PASSAGE START
Formerly associated with greased up bodybuilders and sunbathing beauties, coconut oil and its related products like coconut water are now making a splash in the nutrition world. Aside from skin and hair care, the internet abounds with the so-called benefits of nutritional coconut products – from weight loss and heart health to immunity and digestion.
So, how exactly did a once-questionable saturated fat become the in vogue go-to for health? How much is hype vs. scientifically established evidence?
Coconut products, like coconut oil, milk and water are commonly consumed in Asia, particularly Southeast Asia and India, as well as the Caribbean. They have long been touted as “antibacterial, antifungal, antiviral, antiparasitic, antidermatophytic, antioxidant, hypoglycemic, hepatoprotective and immunostimulant” (1) but there is surprisingly little research evidence to back up most of these claims.
An edible oil extracted for the meat of mature coconuts, coconut oil is solid at room temperature owing to its nearly 87% saturated fat content; though most is in the form of lauric acid, a medium-chain triglyceride (12 carbon chain). It is the presence of these medium chain triglycerides (MCTs) that are proposed to account for coconut oil’s “health benefits” compared with other solid fats like butter.
PASSAGE END
▶ [LIST OF TASKS]
(A) In the coconut passage, what share of coconut oil is saturated fat?
(B) Continue the passage on coconut products from its last sentence.
EXTRACTED DATA START
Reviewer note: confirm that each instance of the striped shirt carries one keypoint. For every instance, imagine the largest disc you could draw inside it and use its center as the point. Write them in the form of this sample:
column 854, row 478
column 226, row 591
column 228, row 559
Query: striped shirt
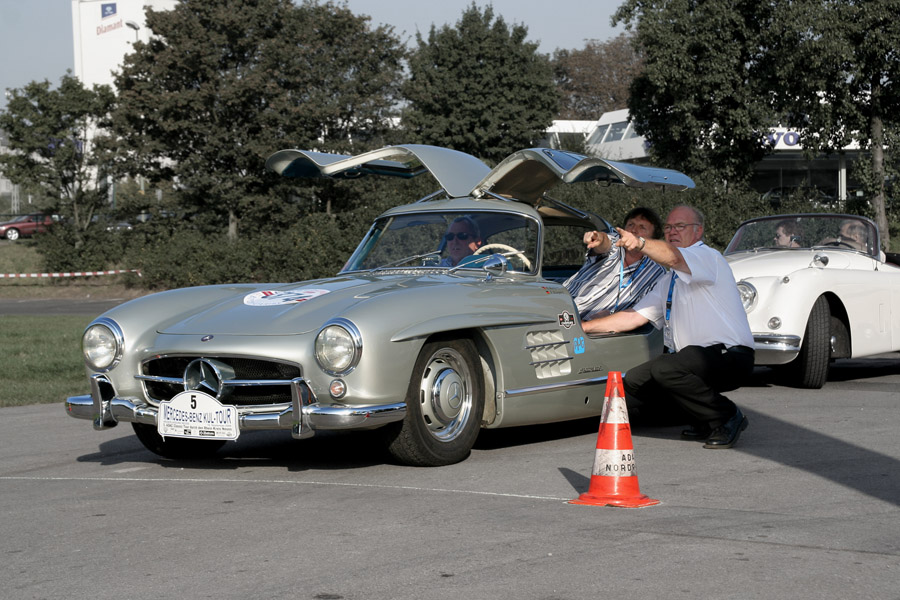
column 599, row 285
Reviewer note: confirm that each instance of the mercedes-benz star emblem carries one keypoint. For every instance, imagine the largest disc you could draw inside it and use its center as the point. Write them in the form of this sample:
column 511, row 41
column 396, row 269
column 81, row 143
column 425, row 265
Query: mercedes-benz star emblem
column 208, row 376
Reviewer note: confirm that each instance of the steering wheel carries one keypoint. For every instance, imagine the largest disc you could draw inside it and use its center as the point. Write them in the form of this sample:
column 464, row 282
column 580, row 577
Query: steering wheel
column 517, row 253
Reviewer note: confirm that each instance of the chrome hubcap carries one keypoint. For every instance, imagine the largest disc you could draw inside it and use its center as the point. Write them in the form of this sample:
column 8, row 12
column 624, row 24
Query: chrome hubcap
column 445, row 395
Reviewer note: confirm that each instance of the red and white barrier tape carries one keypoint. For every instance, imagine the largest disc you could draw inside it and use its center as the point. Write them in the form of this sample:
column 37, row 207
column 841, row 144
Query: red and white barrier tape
column 73, row 274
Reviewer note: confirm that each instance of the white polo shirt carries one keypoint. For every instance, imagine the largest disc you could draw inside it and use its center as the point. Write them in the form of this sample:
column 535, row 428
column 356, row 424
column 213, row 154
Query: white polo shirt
column 706, row 306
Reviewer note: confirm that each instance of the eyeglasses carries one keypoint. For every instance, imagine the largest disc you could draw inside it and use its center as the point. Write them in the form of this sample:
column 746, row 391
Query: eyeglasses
column 679, row 227
column 461, row 236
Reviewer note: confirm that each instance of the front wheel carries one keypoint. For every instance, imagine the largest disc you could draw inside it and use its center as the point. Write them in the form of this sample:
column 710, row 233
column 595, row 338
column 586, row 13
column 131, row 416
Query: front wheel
column 811, row 369
column 444, row 406
column 172, row 447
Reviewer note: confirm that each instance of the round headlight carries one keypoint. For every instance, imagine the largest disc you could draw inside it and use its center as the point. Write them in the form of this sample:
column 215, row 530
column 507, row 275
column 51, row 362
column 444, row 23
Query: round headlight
column 338, row 347
column 748, row 295
column 102, row 345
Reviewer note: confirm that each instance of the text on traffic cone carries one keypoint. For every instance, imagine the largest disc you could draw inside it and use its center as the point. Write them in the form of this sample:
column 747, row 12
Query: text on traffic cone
column 614, row 475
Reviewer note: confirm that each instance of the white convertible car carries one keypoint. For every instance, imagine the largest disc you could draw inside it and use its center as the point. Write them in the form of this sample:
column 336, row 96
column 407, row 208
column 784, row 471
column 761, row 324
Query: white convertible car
column 816, row 287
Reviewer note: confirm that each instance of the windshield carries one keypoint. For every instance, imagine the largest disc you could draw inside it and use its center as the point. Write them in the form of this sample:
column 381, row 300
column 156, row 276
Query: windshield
column 446, row 240
column 792, row 232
EXTRACTED DATA END
▶ [TASK RESPONSES]
(A) Nearly 87%.

(B)
|Coconut oil||119 kcal||14 g||12 g||8.1 g|
|Butter||102 kcal||12 g||7.4 g||1.7 g|
*nutritional information from Canadian Nutrient File (2010)
MCTs are six to 12 carbons long, which is shorter than most triglycerides found in food (for example, the omega-3 fatty acid DHA is 22-carbons long). As a result these shorter chains allow for passive absorption in the gut and do not need bile salt emulsifying – MCTs are known to be extremely beneficial in fat malabsorption syndromes and malnutrition owing to this easy absorption.
If you want to give coconut oil a try, make sure you buy the virgin coconut oil, not partially hydrogenated varieties, which contain trans fat.
Coconut water is the clear liquid inside young coconuts. It is a great source of fluids and potassium, relatively low calorie with decent mineral content (like magnesium and phosphorus) but a low level of vitamins. Commercial varieties include those with and without “pulp” or puree added; the chief difference being additional calories and fibre.
|Coconut water||45 kcal||11 g||470 mg||30 mg|
|Orange juice||118 kcal||27.3 g||524 mg||3 mg|
|Sport drink||67 kcal||17 g||39 mg||101 mg|
*nutritional information from Canadian Nutrient File (2010) and the Vita Coco website
Many internet sites also claim that coconut water is rich in antioxidants though we could not find any documentation to support this. Make sure to compare labels and ingredients as some coconut water brands have added sugar and preservatives, particularly in fruit-flavoured options. Likewise, calorie and electrolyte content can vary widely – 100% coconut water may be higher in calories than those made from concentrate and diluted with water.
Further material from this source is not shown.